# [WHAT YOU WILL DO]
1. In the excerpt about the letters, where does the 19-year-old live, and with whom?
2. Pick up the excerpt about the letters after its last sentence and keep it going.

The 19 year old, who lives in Scotland with her uncles and aunts, has only one cherished channel to her parents Nalini and Murugan, both convicted in the assassination case. She writes to them by turn on alternate weeks so they get to share her letters every week. They reply every week.

"I miss them more than anyone in the world. But at least this happiness I have - from these letters. Please don't take that away from me," she told the Hindustan Times, frequently breaking down in tears during the course of the conversation.

"I write to them about everything single thing that happens to me. It's like a diary," she said. "They advice me… what I should do or what I shouldn't. Mum always says in the last line, 'Please eat well, study well, we live only for you, there is nothing but you in our lives'.

"Dad writes a lot about me, like in a casual conversation. I do speak about boys to my dad. He writes to me that 'you have to be really careful. You're 19 and this will happen'.

"I ask for advice: Can I do this? Is it a good idea? I wait for their response and then take my decisions - even after two weeks. I need them.

# [SOURCE DATA]
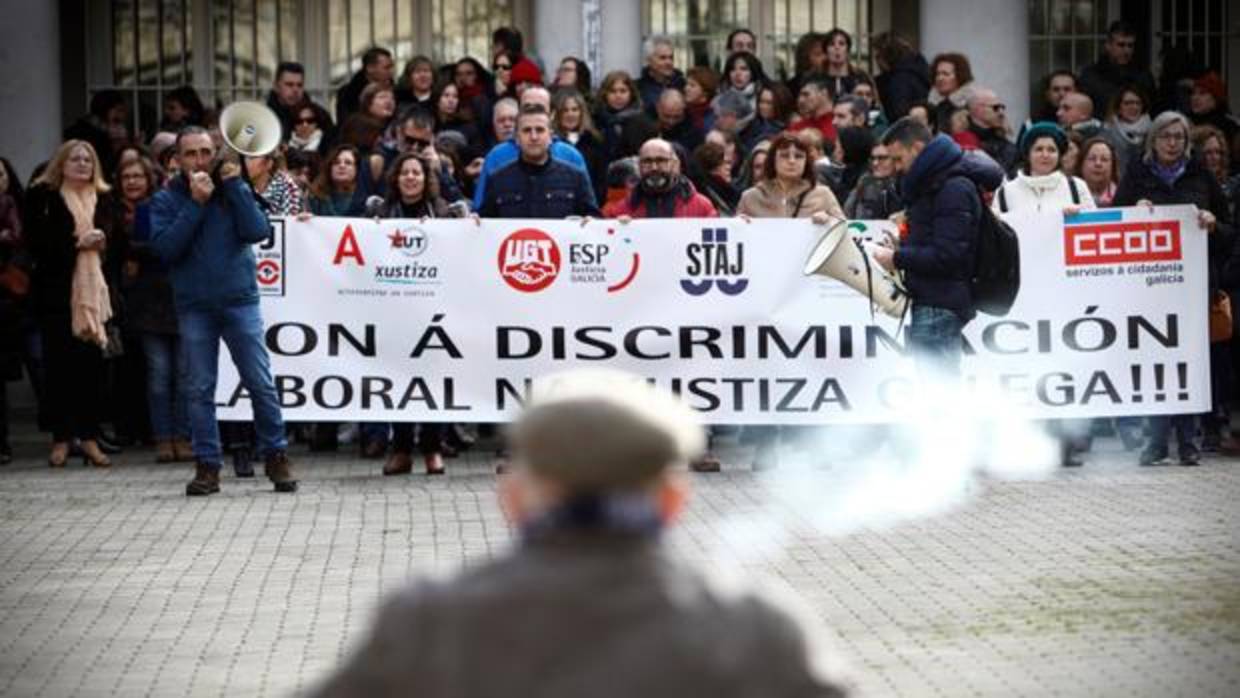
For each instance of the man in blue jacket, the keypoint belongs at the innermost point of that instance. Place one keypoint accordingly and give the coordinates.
(507, 153)
(944, 207)
(205, 232)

# [EXERCISE RESPONSES]
1. She lives in Scotland with her uncles and aunts.

2.
"He tells in a way that I will understand. Even if I make a mistake, and say that 'I am so sorry, won't do it again,' he never judges me. Every time I finish a reading letter, I cry.

"He will know from my writing whether I am happy or sad. Sometimes I think, 'How does he know me so well? Even though he isn't sitting right next to me'."

Harithra thanked Jayalalitha and Sonia Gandhi for pleading on behalf of her parents. "I thank the Gandhi family from the bottom of my heart - they went through the same thing I am going through."

Having lived in Britain for the past five years, she is now awaiting an Indian visa that will enable her to see her parents.